| Description of the task |
Rewrite every line from the one containing "on the bird" through the end of the entries, inclusive, offsetting each answer coordinate by adding 135 to it. Leave all other text and numbers as they are.

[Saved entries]
+-------+

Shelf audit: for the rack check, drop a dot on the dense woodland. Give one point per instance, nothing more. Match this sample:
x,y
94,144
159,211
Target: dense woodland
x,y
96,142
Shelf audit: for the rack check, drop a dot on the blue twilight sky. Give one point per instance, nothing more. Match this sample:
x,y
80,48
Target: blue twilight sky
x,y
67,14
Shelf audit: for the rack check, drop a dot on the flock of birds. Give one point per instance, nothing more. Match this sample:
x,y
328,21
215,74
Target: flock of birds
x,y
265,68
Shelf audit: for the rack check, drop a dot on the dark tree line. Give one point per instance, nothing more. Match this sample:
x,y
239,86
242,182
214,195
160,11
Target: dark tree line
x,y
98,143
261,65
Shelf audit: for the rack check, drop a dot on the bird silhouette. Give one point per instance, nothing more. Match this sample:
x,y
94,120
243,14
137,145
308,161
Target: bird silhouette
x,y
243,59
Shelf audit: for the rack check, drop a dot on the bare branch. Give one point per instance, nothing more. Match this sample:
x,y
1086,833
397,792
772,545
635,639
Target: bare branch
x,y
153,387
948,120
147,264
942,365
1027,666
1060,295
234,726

+-------+

| Reply |
Shelf audit: for the rack check, drop a dot on the bird silhouette. Give one point per instance, nothing more. Match this sample:
x,y
94,120
243,14
137,145
308,161
Target: bird silhouette
x,y
378,194
Shelf audit: for the rack check, drop a dot on the bare branch. Give one point per instance, nothing more. Match this sample:
x,y
1086,833
397,792
772,545
635,639
Target: bare branch
x,y
288,522
1083,255
282,399
1077,500
1162,801
1195,430
369,861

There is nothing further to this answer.